● **EXERCISE PASSAGE**
>>>>>

The future of healthcare – and insurance

John Chevers

7 March 2018

 

Last week, the Association of British Insurers (ABI) held their annual conference in London. As you might expect from such an important trade body, this was a major event, flawlessly hosted by Sian Williams of the BBC. The scale and influence of the insurance sector also proved enough of a draw to bring along Deputy Governor of the Bank of England Sam Woods  and Scottish First Minister Nicola Sturgeon.

Unsurprisingly, both speakers (and a great many more besides) devoted significant time to the theme of Brexit, and whilst each came to the topic from a remarkably different starting point, it was clear that both felt a frustration with the current state of uncertainty. Collectively, the mood confirmed that the Financial Services sector finds itself in the dark regarding future risks, and unusually powerless to drive policy.

Towards the future: illness and wellness

Whilst political clouds hung heavily over the conference in general, a more optimistic note was sounded in the panel dedicated to in the future of life and health insurance in the light of healthcare trends. The session was chaired by Louise Hanson of ABI and included Dominic Grinstead of Metlife, Aisling Kennedy of Swiss Re and PHG Foundation’s Dr Phillippa Brice.

An early theme to emerge was the proposal that insurance companies focus increasingly on wellness rather than illness, to influence and enable positive lifestyle changes and to recognise the shift towards more personalised medicine, including opportunities for more personalised disease prevention and earlier disease diagnosis. Staying well for longer, as far as possible, is beneficial both for policy-holders and insurers and companies are clearly interested in what they can do to promote better health, including through employer-linked wellness schemes. The Vitality model of linking healthy behaviour with tangible benefits was praised as an industry standard – although caution was expressed that any influence on insurance premiums must be seen as a reward/reduction for ‘good behaviour’ rather than a penalty for non-compliance.

<<<<<

Answer these questions from the conference report above.
(a) Who hosted the Association of British Insurers' annual conference?
(b) Who chaired the panel on the future of life and health insurance?
(c) Which model was praised as an industry standard?

[Stored data entries]
>>>>>

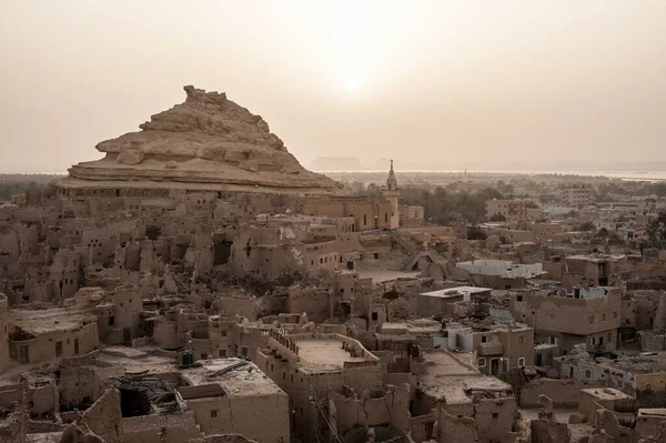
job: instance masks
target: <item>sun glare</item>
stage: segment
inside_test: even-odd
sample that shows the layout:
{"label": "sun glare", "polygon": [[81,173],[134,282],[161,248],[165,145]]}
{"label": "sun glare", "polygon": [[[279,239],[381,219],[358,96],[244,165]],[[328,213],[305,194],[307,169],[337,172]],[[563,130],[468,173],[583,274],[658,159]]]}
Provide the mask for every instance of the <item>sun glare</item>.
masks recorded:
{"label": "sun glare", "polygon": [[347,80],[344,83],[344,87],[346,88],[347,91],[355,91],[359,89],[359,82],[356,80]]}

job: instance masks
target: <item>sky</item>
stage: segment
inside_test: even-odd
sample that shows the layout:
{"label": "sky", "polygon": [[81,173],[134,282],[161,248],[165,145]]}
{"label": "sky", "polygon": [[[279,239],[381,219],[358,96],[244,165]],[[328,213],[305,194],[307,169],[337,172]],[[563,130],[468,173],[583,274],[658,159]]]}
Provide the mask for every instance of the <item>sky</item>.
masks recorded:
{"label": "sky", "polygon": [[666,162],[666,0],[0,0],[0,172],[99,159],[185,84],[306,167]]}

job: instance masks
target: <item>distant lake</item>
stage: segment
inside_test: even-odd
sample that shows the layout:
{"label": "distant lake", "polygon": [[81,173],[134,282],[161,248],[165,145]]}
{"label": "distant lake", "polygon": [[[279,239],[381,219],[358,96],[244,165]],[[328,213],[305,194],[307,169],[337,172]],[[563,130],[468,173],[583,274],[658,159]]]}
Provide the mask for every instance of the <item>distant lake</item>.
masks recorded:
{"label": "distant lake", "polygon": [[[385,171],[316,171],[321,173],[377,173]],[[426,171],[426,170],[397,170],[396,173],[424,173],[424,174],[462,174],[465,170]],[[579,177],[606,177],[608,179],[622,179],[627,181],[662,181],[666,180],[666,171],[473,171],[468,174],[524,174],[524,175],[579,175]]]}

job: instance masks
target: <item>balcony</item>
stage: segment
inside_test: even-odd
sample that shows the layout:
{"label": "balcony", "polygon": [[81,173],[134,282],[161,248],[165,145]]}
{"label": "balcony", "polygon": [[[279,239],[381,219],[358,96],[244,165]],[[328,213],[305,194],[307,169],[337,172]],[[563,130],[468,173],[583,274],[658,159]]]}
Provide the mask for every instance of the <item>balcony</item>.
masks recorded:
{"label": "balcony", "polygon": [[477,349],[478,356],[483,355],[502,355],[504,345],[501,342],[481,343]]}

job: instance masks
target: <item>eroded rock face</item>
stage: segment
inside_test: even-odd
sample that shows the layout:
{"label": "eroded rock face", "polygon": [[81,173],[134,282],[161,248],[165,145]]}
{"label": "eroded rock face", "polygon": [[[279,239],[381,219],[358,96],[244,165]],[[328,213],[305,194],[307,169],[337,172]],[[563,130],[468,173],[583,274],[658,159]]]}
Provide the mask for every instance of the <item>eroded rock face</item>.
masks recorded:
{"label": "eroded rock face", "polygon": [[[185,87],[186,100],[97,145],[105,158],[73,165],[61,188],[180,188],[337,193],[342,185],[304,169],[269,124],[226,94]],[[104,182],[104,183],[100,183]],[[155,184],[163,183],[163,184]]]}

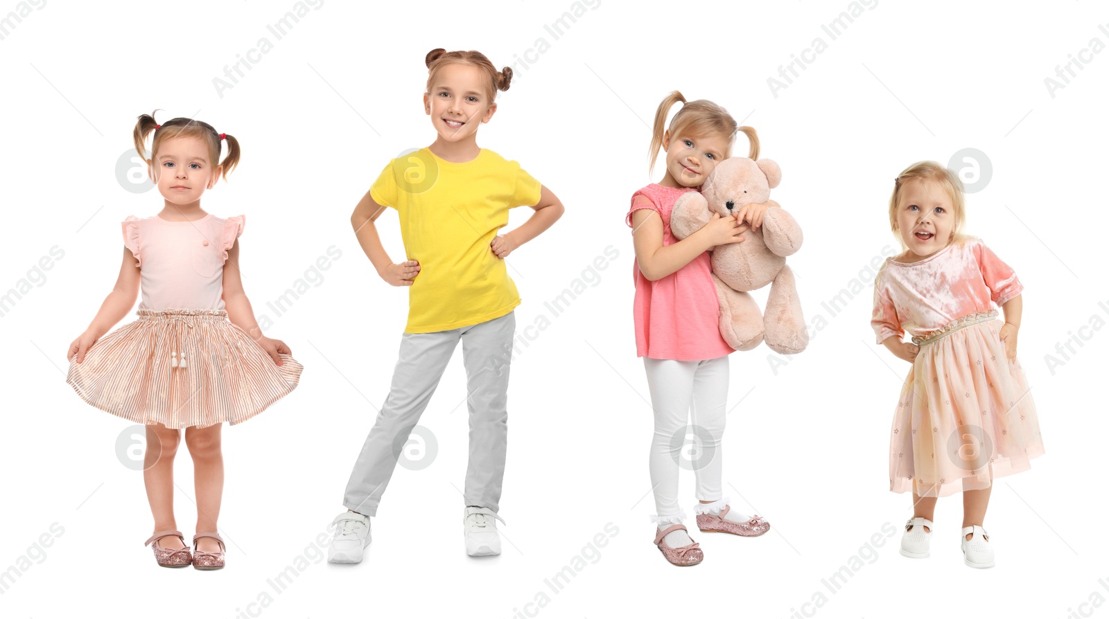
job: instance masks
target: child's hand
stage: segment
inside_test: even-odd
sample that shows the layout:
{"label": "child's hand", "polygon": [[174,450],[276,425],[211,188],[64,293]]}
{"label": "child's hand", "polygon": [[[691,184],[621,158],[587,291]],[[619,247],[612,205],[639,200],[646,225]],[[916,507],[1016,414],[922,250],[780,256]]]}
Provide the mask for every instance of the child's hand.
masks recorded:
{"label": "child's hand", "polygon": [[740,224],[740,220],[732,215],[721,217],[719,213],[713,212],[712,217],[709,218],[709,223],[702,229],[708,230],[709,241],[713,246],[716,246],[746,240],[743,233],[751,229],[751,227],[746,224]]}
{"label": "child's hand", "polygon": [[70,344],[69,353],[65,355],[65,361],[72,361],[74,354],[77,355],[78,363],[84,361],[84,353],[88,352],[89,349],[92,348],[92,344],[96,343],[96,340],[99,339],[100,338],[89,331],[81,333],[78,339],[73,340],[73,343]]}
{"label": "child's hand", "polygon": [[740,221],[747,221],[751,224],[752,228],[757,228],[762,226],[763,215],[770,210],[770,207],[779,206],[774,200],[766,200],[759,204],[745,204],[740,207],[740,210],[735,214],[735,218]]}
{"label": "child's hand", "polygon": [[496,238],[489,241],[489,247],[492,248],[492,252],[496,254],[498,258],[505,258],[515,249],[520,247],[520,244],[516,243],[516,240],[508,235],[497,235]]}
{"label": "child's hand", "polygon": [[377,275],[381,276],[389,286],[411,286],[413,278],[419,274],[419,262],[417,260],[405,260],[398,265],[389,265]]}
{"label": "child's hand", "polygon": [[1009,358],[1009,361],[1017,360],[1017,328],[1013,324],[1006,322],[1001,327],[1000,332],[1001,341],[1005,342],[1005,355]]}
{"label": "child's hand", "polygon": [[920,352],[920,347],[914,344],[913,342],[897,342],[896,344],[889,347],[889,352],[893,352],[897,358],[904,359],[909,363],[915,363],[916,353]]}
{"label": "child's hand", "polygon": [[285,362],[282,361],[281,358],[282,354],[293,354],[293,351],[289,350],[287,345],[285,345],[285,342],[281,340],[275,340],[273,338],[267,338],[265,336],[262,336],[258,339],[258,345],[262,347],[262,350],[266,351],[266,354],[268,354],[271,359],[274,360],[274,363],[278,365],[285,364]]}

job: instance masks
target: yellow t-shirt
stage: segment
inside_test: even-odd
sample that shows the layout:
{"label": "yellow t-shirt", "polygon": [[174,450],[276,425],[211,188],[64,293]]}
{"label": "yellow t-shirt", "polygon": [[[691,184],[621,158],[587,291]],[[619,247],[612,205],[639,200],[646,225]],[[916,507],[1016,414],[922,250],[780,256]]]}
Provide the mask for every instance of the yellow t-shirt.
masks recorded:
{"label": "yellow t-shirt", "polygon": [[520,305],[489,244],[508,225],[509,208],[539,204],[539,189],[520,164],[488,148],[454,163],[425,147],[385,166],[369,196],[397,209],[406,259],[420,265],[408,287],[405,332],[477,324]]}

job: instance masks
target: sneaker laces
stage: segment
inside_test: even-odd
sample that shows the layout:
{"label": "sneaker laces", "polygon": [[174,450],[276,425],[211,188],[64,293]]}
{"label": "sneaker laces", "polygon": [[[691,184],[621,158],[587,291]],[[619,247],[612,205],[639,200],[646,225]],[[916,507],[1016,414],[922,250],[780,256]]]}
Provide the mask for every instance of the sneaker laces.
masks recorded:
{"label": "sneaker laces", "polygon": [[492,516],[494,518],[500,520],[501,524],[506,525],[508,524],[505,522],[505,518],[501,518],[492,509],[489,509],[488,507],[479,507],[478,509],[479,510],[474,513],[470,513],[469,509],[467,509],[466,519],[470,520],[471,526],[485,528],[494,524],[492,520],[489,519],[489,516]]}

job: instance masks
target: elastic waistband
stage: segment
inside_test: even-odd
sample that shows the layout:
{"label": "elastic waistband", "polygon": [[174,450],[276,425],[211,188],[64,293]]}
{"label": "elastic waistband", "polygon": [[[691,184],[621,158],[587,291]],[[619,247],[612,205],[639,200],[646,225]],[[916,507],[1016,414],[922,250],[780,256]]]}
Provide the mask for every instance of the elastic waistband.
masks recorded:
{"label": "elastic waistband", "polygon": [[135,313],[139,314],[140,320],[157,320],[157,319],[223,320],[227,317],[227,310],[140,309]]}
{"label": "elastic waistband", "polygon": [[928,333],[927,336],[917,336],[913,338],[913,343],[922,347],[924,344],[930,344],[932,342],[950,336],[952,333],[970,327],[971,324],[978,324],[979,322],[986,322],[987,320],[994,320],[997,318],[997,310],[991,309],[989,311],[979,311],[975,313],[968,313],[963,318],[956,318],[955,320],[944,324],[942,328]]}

<<<<<

● **EXPECTED ANSWER**
(a) Sian Williams of the BBC
(b) Louise Hanson of ABI
(c) The Vitality model